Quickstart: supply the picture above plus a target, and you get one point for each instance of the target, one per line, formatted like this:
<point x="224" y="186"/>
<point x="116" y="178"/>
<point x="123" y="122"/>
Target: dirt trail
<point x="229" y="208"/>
******************************
For this exercise, transcribe all the records exactly.

THE ANSWER:
Quickstart: supply the picture above plus a target, and you get one point for each instance of the target, one per line, formatted like this:
<point x="224" y="186"/>
<point x="116" y="178"/>
<point x="123" y="122"/>
Target: dirt trail
<point x="229" y="208"/>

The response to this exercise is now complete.